■ Saved entries ■
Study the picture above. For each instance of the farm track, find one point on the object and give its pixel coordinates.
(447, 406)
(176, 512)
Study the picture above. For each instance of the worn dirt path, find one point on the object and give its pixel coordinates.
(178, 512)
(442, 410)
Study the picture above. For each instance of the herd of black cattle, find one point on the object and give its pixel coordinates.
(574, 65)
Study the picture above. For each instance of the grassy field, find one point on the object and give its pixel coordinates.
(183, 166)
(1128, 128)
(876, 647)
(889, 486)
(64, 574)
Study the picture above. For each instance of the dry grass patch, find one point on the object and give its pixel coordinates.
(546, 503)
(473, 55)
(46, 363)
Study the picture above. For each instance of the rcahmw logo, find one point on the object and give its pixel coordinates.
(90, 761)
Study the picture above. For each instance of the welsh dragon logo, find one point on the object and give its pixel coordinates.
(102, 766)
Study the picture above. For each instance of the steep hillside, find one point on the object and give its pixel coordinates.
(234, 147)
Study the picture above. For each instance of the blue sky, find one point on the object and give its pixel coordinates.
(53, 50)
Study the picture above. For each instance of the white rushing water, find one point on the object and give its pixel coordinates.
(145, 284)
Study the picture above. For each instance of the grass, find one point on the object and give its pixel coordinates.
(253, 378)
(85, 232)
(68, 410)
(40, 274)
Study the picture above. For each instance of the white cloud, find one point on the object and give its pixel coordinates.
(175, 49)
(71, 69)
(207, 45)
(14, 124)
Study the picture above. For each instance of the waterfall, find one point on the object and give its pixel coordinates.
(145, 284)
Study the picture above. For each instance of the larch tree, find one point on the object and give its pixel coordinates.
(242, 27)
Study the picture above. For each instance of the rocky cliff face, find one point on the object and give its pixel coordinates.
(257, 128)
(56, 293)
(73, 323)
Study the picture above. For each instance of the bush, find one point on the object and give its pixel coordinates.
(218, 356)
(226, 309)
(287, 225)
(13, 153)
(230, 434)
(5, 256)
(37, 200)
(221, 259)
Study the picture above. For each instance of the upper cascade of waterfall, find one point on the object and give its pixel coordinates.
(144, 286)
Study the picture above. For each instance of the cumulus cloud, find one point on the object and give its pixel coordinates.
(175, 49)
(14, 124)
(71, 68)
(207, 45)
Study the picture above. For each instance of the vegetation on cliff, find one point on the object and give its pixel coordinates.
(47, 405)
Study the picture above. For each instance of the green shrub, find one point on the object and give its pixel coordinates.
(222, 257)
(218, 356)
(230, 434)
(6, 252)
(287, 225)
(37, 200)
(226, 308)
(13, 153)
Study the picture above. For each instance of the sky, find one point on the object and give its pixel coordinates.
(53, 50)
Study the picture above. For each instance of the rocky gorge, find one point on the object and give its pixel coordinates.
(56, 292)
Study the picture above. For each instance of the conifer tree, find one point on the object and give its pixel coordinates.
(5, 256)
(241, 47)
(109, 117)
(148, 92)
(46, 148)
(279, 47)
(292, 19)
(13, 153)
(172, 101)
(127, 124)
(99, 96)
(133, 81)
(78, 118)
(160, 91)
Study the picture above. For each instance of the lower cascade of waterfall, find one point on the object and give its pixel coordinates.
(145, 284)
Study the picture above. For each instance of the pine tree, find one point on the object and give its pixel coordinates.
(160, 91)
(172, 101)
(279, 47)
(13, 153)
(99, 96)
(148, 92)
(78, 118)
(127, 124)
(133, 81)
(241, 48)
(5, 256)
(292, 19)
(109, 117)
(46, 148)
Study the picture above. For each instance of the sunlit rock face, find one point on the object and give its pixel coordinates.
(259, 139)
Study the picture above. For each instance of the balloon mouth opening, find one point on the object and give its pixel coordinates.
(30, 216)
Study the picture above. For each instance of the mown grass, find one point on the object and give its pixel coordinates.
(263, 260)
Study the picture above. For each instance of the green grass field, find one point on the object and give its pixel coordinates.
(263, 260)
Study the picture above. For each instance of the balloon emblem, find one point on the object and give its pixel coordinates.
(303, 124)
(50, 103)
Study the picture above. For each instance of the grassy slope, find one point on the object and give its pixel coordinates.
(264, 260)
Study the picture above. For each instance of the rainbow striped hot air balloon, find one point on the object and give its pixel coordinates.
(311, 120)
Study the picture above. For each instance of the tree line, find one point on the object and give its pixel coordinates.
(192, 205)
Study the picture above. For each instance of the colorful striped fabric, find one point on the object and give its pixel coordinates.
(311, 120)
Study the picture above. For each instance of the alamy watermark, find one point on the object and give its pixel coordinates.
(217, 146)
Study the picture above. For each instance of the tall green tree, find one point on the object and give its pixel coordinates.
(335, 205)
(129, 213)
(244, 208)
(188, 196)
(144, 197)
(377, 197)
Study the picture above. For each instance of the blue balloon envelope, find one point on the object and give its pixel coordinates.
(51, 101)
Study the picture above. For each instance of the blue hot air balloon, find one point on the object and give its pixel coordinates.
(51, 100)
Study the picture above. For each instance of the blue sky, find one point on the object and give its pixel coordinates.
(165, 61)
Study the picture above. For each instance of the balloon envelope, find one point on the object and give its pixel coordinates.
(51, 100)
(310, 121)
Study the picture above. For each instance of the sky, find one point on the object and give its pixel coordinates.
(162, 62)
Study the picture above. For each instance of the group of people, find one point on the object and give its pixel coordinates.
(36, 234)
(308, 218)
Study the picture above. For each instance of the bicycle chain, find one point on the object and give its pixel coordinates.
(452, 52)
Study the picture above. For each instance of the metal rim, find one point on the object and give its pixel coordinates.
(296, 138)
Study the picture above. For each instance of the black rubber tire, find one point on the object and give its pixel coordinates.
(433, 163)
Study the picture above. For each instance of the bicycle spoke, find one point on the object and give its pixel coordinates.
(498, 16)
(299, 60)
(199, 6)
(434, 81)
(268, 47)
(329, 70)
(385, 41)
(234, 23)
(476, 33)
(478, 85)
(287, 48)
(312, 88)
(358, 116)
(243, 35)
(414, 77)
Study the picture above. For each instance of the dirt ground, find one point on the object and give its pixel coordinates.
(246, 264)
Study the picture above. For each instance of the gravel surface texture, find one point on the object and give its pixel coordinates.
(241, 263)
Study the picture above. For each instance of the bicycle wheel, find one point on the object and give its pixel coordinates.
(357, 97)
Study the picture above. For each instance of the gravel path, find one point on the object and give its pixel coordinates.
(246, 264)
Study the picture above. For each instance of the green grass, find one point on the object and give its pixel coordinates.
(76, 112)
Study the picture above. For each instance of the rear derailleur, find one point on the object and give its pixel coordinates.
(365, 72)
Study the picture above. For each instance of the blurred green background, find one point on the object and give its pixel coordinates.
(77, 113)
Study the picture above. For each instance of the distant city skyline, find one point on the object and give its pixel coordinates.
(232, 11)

■ What is being asked ■
Give the data again, exactly.

■ Answer section ■
Study the picture above. For each instance of the farm track, find one point on the object and give its pixel coordinates.
(447, 406)
(176, 512)
Study the picture above. For each instance of the worn dirt path, find one point on the object and give its pixel coordinates.
(178, 512)
(442, 410)
Study the picture above. For each instance of the herd of black cattle, find one point on the object and give its pixel coordinates.
(574, 65)
Study the picture above. For each instance of the grassy field, find one point on the object and give its pixel coordinates.
(183, 166)
(1128, 128)
(876, 647)
(889, 486)
(64, 574)
Study the picture above. For each instance of the dry grass patch, find one point on the object and give its pixel coordinates.
(546, 503)
(473, 55)
(46, 363)
Study the picture above. For each instance of the rcahmw logo, find one point on the object and give its pixel coordinates.
(90, 761)
Study the picture above. For each instance of the welsh dragon logo, find one point on the object and give its pixel coordinates.
(102, 766)
Study the picture above. For each instance of the steep hillside, find one point on the object and give its pixel coordinates.
(234, 147)
Study the picture above. For each instance of the blue sky, find one point on the object and give its pixel coordinates.
(53, 50)
Study the picture above. For each instance of the white rushing water, find one point on the object and give its pixel coordinates.
(145, 284)
Study the picture above. For each instance of the grass, find one point on the object and give its pixel coordinates.
(253, 378)
(85, 232)
(68, 410)
(40, 274)
Study the picture above. For each instance of the white cloud, find one point on the object and give its pixel coordinates.
(175, 49)
(71, 69)
(207, 45)
(14, 124)
Study the picture above. For each instance of the waterfall, find one point on the object and give its pixel coordinates.
(145, 284)
Study the picture above. For each instance of the larch tree, find one point on the object and give its pixel coordinates.
(242, 27)
Study the picture above. For each instance of the rocky cliff face, find one point on the object and give its pixel coordinates.
(257, 128)
(56, 293)
(73, 323)
Study the picture above. For each instance of the bush, find one point on the object and give its pixel coordinates.
(218, 356)
(226, 309)
(287, 225)
(13, 153)
(230, 434)
(5, 256)
(37, 200)
(221, 259)
Study the picture above. For each instance of the upper cascade of waterfall, find one point on the object and give its pixel coordinates.
(144, 286)
Study the picture above. For each instance of the cumulus cloud, find one point on the object and give its pixel coordinates.
(175, 49)
(14, 124)
(71, 68)
(207, 45)
Study the picture above. For each instance of the vegetation on cliff, find one point on the object and give its pixel coordinates.
(47, 405)
Study the picture above. For each instance of the green shrub, find one point on the object and give its pixel coordinates.
(222, 257)
(218, 356)
(230, 434)
(6, 252)
(287, 225)
(37, 200)
(226, 308)
(13, 153)
Study the picture above. For each instance of the sky, find one point on the object and give its pixel coordinates.
(53, 50)
Study the picture above. For each instance of the rocky gorge, find one point on the object and give its pixel coordinates.
(56, 292)
Study the picture above. For each instance of the conifer tree, find one point on the object and give its pixel coordinates.
(5, 256)
(241, 47)
(109, 117)
(148, 92)
(46, 148)
(279, 47)
(292, 19)
(13, 153)
(172, 101)
(127, 124)
(99, 96)
(133, 81)
(78, 118)
(160, 91)
Study the picture above. For each instance of the lower cascade of waterfall, find one point on the object and give its pixel coordinates.
(145, 284)
Study the picture above. For each instance of the pine tree, find one point on the object and give its pixel coordinates.
(160, 91)
(172, 101)
(279, 47)
(13, 153)
(99, 96)
(148, 92)
(78, 118)
(127, 124)
(133, 81)
(241, 48)
(5, 256)
(292, 19)
(109, 117)
(46, 148)
Study the picture above. For each instance of the sunlit rock face, find one point on the object and give its pixel coordinates.
(259, 139)
Study the picture above. For each instance of the balloon mouth opening, find one point on the object and give its pixel coordinates.
(30, 216)
Study the picture above. For each instance of the mown grass, find one point on the object and give its pixel coordinates.
(263, 260)
Study the picture above. For each instance of the green grass field, find one point on the object and give its pixel coordinates.
(263, 260)
Study the picture above. For each instance of the balloon emblem, find one point on the object and give its pixel coordinates.
(303, 124)
(50, 103)
Study the picture above. For each instance of the grassy slope, find one point on the object and give its pixel coordinates.
(264, 260)
Study the picture above. For each instance of the rainbow striped hot air balloon, find one point on the object and give its pixel coordinates.
(311, 120)
Study the picture above. For each instance of the tree line, find one point on the object and give its pixel coordinates.
(192, 205)
Study the picture above. For each instance of the colorful striped fabric, find one point on the object and give its pixel coordinates.
(311, 120)
Study the picture above. For each instance of the alamy watermark, find one point on the object and give its pixel coordinates.
(217, 146)
Study the picture above. For each instance of the tall green tree, find one point on the object and give its pixel coordinates.
(335, 205)
(129, 213)
(244, 208)
(188, 196)
(144, 197)
(377, 197)
Study the picture above. For each instance of the blue balloon envelope, find one point on the object and give its pixel coordinates.
(51, 101)
Study the picture above. For each instance of the blue hot air balloon, find one point on the object and give its pixel coordinates.
(51, 100)
Study the picture above. For each instance of the blue sky, find one point on the object and give its pixel coordinates.
(165, 61)
Study the picture above. For each instance of the balloon envelope, find one point on the object and give its pixel coordinates.
(51, 100)
(310, 121)
Study the picture above. For each instance of the sky, find one point on the object and give its pixel coordinates.
(162, 62)
Study the picture above. For each instance of the group of people, find one point on the object and give its pixel coordinates.
(36, 234)
(308, 218)
Study the picture above. For each instance of the bicycle chain, find one point on the object and give its pixel coordinates.
(452, 52)
Study the picture above. For each instance of the metal rim, find one point on the object and give its pixel coordinates.
(296, 138)
Study the picture above. For each instance of the black rubber tire, find one point on the object and give its pixel coordinates.
(433, 163)
Study the picture above. For each instance of the bicycle spoke, find one point on the object and give its pixel coordinates.
(498, 16)
(299, 60)
(199, 6)
(434, 81)
(268, 47)
(329, 70)
(385, 41)
(234, 23)
(476, 33)
(478, 85)
(287, 48)
(312, 88)
(358, 116)
(243, 35)
(414, 77)
Study the picture above. For each instance of the dirt ground, find one point on the object and give its pixel coordinates.
(246, 264)
Study the picture above. For each instance of the gravel surface texture, find one point on the object and give its pixel coordinates.
(241, 263)
Study the picture above. For each instance of the bicycle wheel, find one point on the object and give its pixel coordinates.
(357, 97)
Study the picture above. For each instance of the gravel path, find one point on the object and give its pixel coordinates.
(246, 264)
Study the picture above. For each instance of the green grass, find one point on the object and give its pixel coordinates.
(76, 112)
Study the picture above. For each instance of the rear derailleur, find one point on the object and give its pixel coordinates.
(365, 72)
Study the picture above. For each instance of the blurred green background, find one point on the object and give its pixel coordinates.
(77, 113)
Study the picture above. For each instance of the distant city skyline, find one point on the object and give its pixel coordinates.
(232, 11)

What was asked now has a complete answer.